STUDY MATERIAL:
Start of Block
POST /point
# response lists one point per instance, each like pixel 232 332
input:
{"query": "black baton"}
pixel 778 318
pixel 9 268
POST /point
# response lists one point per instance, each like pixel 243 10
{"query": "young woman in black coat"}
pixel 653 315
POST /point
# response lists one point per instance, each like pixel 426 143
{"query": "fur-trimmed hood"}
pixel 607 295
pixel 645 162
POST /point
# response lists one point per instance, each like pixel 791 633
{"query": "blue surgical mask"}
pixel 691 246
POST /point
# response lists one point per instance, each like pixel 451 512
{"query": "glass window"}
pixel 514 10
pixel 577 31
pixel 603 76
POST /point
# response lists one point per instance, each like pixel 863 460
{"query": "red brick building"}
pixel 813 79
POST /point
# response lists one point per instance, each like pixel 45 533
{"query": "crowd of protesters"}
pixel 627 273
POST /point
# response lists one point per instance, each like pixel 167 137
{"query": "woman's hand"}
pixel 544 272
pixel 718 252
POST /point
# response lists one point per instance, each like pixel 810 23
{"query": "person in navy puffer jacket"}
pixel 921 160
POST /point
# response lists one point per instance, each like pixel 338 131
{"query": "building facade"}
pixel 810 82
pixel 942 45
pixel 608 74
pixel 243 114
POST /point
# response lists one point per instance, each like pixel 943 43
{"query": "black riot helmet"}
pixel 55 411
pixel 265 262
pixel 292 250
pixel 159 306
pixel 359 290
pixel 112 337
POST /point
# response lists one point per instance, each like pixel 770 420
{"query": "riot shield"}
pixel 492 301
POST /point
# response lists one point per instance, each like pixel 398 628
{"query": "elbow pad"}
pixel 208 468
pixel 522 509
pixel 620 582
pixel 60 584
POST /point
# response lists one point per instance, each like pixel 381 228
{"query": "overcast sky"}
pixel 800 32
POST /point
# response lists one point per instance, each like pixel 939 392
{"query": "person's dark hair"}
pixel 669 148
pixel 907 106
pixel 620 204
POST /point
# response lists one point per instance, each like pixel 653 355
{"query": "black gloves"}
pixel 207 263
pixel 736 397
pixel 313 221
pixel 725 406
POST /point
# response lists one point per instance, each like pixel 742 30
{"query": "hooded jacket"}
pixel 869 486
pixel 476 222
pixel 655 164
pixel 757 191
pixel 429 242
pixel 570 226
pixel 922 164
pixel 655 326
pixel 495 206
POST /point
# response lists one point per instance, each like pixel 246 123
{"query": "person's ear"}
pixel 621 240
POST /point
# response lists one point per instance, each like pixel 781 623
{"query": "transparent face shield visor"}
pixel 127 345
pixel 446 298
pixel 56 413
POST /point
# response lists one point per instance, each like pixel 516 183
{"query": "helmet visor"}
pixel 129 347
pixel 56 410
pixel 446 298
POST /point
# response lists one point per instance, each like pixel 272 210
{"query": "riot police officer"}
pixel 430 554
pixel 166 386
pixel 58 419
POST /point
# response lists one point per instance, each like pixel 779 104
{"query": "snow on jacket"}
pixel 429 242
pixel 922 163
End of Block
WORK ITEM:
Please restate the records word for word. Go from the first line to the line with "# response lists one point per instance, each like pixel 791" and include both.

TASK RESPONSE:
POST /point
# response lists one point per instance, each like pixel 232 332
input:
{"query": "black baton"}
pixel 778 318
pixel 9 268
POST /point
# response lists one point per instance, each like pixel 243 10
{"query": "young woman in black coat"}
pixel 653 315
POST /point
# response lists one point per instance, each like pixel 426 143
{"query": "fur-trimmed hood"}
pixel 607 295
pixel 645 162
POST /point
# response lists one point per instance, each like pixel 791 633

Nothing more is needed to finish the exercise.